> [What needs to be done]: Wherever the string "door" turns up in the data, copy the whole line.

> [Excerpted records]:
......

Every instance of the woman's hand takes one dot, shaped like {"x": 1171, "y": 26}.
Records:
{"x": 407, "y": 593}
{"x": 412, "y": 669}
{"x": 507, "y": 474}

......

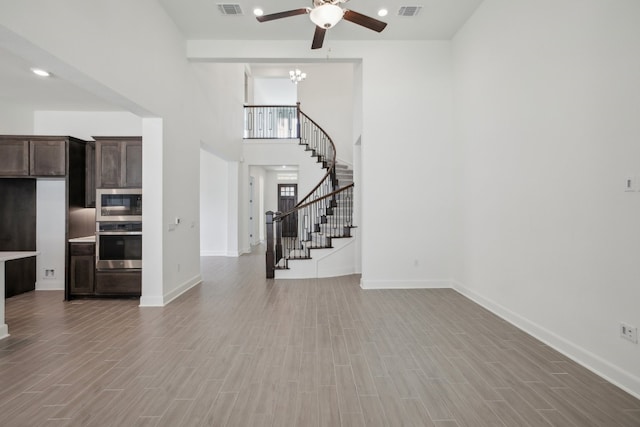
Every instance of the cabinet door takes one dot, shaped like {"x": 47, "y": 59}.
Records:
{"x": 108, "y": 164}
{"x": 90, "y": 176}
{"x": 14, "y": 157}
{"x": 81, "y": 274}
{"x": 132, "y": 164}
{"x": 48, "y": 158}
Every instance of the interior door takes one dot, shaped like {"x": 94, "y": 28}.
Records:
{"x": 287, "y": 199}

......

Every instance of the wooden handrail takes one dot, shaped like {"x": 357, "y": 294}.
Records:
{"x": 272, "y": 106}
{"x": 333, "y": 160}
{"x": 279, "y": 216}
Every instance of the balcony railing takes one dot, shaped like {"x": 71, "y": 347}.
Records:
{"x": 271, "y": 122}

......

> [Solution for this exercise]:
Every instance of the cabinet door takes one dot, shaped like {"x": 47, "y": 59}.
Every instance of the interior door takes one dot, shaped like {"x": 94, "y": 28}.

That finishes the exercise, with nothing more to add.